● **Task requirements**:
Please extract every line of the entries below and reproduce each one unchanged.

Stored records:
# # # #
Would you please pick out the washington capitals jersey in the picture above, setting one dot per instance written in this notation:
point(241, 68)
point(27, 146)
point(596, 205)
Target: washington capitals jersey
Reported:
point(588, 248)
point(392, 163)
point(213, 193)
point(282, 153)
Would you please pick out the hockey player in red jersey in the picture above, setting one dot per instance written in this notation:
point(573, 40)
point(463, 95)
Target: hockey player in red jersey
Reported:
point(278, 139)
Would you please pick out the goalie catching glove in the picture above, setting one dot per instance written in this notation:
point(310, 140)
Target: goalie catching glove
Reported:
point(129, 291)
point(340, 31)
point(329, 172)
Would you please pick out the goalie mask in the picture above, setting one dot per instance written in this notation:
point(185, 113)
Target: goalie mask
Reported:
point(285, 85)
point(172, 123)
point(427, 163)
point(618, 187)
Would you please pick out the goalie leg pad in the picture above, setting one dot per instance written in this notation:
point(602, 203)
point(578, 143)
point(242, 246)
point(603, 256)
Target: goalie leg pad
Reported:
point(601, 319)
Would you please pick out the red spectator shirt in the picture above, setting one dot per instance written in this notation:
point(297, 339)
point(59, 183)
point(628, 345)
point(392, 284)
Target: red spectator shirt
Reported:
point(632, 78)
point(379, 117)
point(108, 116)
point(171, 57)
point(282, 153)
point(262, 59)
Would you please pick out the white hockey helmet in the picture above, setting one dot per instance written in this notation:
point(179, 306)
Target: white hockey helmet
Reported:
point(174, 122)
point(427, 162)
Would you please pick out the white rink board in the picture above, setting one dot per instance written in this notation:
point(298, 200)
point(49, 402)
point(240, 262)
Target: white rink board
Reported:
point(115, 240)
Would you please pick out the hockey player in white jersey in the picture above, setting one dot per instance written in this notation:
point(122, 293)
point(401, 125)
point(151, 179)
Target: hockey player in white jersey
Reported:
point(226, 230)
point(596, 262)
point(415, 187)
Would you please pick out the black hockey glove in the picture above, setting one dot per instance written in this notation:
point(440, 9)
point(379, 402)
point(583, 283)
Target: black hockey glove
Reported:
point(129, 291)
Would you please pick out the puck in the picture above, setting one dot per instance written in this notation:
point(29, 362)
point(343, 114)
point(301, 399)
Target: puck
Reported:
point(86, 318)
# # # #
● **Solution below**:
Would you please pick out the washington capitals jersey in the picture above, setting one dot per instance written in this notation:
point(241, 68)
point(27, 146)
point(596, 205)
Target: washington capitals jersey
Reported:
point(588, 248)
point(392, 163)
point(213, 193)
point(282, 153)
Would you please pick out the hockey player in red jersey in the picture above, setting one dot per instance written in this notation:
point(573, 40)
point(463, 95)
Target: hockey player in red jersey
Reported:
point(278, 139)
Would you please pick out the goalie catching glove in the picture above, setting one dot per instance written in this notation:
point(310, 140)
Target: goalie catching glove
Reported:
point(129, 291)
point(340, 31)
point(329, 172)
Would you please pick out the goalie mask in the picture above, setting one dot per instance written in this notation:
point(185, 113)
Target: goalie mask
Reported:
point(285, 85)
point(172, 123)
point(427, 163)
point(618, 187)
Would you please pick out the goalie leg pad in the picture above, setting one dot per instance written in this notation:
point(602, 203)
point(578, 143)
point(242, 246)
point(603, 256)
Target: goalie leg pad
Reported:
point(601, 319)
Would you please pick out the red spectator shirt in the picture above, setting one dot per instance written in this notation:
point(297, 339)
point(59, 183)
point(628, 345)
point(392, 284)
Target: red spectator shirt
Reported:
point(632, 78)
point(379, 117)
point(108, 116)
point(171, 57)
point(282, 153)
point(262, 59)
Would you please pick out the white hockey helmet in the picture above, setting one dot per instance written in this notation:
point(179, 306)
Target: white hockey helmet
Reported:
point(174, 122)
point(427, 162)
Would you please pick out the white rink board in the picture above, setting one dot per instance written in this notation:
point(298, 200)
point(49, 402)
point(240, 262)
Target: white rink board
Reported:
point(115, 240)
Would you please pick out the hockey player in white jersey in the picture above, setting one dot per instance written in this notation:
point(122, 293)
point(401, 125)
point(151, 179)
Target: hockey player in white jersey
Reported:
point(226, 230)
point(596, 262)
point(415, 187)
Would you please pick out the black hockey glove in the picture above, setting one dot per instance written in this notation:
point(440, 9)
point(379, 402)
point(583, 283)
Target: black hockey glove
Reported:
point(129, 291)
Would you please pick out the puck in the picture above, setting one dot per instance written in this notation:
point(29, 362)
point(343, 114)
point(301, 399)
Target: puck
Reported:
point(86, 318)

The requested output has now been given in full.